Exercise brief:
Starting at the first line of the data and ending at the line containing "positive clicks: (302, 123) (305, 119)", lay out each line as a row in a Markdown table with the columns n and Line, where n is the row number. Leave out any blank lines.

Data listing:
+---+

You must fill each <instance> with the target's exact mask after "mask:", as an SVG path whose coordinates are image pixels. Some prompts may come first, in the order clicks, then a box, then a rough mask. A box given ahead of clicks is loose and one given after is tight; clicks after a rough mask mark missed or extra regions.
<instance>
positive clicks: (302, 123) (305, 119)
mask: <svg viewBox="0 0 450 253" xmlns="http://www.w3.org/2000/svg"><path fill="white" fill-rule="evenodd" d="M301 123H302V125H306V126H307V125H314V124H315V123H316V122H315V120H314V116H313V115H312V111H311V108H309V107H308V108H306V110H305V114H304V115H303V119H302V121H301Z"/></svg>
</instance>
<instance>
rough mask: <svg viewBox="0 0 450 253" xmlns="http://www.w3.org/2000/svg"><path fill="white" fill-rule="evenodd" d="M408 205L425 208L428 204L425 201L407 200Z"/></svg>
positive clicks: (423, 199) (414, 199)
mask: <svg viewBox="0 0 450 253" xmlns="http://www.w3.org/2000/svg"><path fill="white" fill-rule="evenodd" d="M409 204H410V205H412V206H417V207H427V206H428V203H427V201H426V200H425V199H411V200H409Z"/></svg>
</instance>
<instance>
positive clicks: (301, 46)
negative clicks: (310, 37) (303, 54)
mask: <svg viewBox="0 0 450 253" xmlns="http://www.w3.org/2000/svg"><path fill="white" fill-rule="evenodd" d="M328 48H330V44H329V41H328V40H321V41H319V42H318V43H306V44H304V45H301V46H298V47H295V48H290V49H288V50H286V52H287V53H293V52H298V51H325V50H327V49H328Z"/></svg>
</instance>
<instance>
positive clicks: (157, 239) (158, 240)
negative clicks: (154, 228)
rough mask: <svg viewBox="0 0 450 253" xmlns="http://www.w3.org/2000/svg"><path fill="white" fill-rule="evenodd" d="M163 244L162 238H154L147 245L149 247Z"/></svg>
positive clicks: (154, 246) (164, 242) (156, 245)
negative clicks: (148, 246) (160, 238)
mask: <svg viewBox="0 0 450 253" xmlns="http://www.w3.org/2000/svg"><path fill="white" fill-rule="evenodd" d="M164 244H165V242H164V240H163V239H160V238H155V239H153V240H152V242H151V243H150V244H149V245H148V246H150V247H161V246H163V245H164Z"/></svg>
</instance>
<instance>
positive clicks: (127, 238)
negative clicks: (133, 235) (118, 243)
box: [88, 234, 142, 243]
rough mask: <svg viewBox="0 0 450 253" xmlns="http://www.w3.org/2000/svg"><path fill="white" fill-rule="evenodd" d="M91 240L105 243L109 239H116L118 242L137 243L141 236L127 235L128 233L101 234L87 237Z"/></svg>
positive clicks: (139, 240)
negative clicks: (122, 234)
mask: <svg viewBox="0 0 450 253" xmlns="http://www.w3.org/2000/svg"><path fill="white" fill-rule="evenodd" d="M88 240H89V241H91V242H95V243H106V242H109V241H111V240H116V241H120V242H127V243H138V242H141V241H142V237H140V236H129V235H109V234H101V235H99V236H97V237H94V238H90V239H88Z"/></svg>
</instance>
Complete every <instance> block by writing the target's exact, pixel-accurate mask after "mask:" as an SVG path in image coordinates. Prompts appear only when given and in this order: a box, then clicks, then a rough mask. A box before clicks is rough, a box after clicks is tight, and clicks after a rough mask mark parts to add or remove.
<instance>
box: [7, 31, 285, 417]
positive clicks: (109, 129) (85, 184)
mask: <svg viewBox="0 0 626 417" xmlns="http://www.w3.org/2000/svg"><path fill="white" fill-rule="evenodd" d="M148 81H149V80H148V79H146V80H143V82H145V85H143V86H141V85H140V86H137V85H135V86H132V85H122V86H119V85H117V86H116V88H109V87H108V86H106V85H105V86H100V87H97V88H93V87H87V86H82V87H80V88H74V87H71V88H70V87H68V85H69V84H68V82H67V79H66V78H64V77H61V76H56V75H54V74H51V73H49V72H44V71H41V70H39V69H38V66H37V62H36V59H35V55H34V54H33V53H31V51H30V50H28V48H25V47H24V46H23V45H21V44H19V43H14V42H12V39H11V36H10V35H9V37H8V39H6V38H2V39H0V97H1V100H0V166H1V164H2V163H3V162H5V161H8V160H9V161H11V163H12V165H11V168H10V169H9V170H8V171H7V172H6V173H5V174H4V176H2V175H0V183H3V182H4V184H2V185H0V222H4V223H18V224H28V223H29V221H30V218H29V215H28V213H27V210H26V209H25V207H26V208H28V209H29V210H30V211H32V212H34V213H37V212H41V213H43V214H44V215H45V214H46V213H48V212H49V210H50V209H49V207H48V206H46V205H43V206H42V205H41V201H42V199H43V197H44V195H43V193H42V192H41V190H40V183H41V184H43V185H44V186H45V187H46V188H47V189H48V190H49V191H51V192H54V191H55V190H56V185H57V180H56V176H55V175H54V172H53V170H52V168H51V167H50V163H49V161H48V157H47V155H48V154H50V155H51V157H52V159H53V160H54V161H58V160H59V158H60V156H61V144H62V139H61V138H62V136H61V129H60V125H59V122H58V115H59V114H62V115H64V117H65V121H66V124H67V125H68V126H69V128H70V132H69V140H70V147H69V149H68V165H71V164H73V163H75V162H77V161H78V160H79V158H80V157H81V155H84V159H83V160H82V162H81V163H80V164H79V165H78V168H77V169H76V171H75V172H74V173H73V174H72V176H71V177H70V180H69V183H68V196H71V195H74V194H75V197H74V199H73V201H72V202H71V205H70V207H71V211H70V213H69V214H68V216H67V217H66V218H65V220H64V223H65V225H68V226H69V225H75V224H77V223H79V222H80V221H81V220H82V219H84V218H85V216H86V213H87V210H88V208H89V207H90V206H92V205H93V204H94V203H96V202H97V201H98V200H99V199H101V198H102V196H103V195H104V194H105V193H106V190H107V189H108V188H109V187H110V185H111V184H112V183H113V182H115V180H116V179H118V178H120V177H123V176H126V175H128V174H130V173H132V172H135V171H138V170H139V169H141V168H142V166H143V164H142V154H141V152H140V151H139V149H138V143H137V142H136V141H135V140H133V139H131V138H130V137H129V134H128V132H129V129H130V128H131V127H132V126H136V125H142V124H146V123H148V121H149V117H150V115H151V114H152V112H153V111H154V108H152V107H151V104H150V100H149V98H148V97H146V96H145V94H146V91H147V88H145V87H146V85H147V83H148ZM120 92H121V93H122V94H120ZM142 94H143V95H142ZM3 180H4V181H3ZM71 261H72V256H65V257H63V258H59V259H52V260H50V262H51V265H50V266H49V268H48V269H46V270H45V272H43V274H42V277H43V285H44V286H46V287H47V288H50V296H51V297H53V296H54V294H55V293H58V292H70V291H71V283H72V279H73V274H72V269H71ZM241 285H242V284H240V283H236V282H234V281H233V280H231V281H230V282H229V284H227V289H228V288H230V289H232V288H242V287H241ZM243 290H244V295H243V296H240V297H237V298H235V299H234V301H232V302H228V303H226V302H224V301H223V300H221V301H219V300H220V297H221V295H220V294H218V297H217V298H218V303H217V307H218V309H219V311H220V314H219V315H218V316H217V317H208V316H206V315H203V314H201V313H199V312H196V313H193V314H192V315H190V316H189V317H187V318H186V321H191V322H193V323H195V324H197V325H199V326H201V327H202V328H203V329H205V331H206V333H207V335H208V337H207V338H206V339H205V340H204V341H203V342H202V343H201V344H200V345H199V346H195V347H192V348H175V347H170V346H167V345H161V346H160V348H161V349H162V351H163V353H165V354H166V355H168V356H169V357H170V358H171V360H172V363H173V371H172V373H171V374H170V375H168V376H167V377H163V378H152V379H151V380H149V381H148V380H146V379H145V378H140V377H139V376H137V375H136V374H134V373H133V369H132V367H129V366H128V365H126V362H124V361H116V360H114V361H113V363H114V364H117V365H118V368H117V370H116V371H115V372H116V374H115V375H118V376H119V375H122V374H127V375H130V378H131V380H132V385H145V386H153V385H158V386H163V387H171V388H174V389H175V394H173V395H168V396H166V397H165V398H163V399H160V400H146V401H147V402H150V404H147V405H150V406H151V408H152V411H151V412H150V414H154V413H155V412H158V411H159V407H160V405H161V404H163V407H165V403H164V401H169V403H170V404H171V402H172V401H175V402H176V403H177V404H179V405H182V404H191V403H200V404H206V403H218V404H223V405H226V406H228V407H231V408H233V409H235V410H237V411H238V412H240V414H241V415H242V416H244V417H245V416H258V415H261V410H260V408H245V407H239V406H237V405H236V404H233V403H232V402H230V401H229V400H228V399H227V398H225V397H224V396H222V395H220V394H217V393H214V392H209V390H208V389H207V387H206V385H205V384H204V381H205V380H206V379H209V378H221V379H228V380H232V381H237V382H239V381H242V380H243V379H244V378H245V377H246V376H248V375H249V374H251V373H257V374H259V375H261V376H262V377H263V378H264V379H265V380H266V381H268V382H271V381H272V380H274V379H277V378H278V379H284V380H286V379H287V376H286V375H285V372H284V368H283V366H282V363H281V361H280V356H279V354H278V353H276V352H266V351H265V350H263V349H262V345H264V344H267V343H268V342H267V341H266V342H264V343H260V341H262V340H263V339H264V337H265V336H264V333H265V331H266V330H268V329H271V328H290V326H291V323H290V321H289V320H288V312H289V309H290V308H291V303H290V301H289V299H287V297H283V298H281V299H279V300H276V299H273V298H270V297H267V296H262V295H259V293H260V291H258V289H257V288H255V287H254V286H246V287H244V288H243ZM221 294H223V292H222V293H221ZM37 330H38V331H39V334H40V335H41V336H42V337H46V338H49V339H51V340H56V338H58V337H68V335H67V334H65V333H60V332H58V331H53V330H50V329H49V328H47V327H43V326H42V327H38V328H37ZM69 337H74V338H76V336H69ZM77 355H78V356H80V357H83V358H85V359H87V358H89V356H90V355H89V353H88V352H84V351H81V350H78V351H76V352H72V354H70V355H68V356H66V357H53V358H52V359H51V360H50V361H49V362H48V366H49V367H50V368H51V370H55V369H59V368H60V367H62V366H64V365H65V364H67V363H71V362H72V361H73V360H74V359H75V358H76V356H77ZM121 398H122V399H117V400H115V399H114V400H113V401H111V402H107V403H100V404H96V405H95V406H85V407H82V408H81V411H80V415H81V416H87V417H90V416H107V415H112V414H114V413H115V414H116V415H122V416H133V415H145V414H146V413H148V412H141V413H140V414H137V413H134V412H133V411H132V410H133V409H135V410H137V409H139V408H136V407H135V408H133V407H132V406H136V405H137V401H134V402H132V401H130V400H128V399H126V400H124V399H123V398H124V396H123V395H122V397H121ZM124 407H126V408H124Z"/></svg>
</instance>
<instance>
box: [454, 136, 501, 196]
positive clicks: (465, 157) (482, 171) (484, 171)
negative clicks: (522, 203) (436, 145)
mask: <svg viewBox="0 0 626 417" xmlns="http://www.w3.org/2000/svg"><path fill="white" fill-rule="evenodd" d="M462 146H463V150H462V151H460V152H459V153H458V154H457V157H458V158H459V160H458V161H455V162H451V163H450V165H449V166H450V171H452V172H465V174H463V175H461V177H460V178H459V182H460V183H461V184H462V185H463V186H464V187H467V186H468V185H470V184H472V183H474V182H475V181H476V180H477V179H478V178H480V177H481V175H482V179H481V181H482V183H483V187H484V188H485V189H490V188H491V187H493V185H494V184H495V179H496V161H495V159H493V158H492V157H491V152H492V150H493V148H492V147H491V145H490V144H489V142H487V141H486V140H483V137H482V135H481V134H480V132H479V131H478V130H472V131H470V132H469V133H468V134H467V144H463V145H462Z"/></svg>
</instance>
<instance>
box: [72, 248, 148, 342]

+---+

Solved problem:
| n | Line |
|---|---|
| 1 | You must fill each <instance> with the target's exact mask after "mask:", as an SVG path whose coordinates are image pixels. Some prompts may come first, in the order clicks, then a box, then a rough mask. A box given ahead of clicks is loose and one given after is tight; clicks after a rough mask mark missed or extra regions. |
| 2 | <instance> |
| 3 | positive clicks: (302, 123) (305, 119) |